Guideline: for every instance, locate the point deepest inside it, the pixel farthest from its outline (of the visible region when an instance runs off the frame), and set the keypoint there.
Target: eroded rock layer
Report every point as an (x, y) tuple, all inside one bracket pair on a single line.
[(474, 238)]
*-*-*
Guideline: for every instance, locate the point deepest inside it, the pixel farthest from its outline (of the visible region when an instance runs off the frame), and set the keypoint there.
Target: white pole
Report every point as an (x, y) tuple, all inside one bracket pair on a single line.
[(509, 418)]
*-*-*
EXERCISE AIM: Pull out every line of the data above that contains the word "Target", matching case exactly.

FINAL RESULT:
Target: eroded rock layer
Target: white pole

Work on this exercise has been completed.